*Problem statement*
Write out all the records again with every "car roof" replaced by "vehicle roof" and everything else kept the same. Omit the pictures from your answer.

>> start Extracted records

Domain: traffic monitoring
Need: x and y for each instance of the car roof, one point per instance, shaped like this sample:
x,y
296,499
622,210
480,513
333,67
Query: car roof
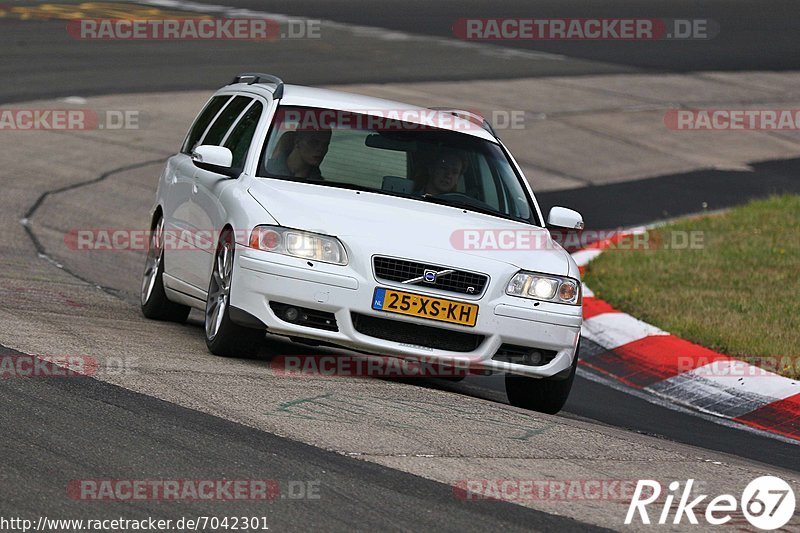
x,y
299,95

>> end Extracted records

*Final answer*
Domain: traffic monitoring
Need: x and y for each instance of the vehicle roof, one point per instance, shaped like this sample:
x,y
296,499
622,210
480,513
333,67
Query: vehicle roof
x,y
299,95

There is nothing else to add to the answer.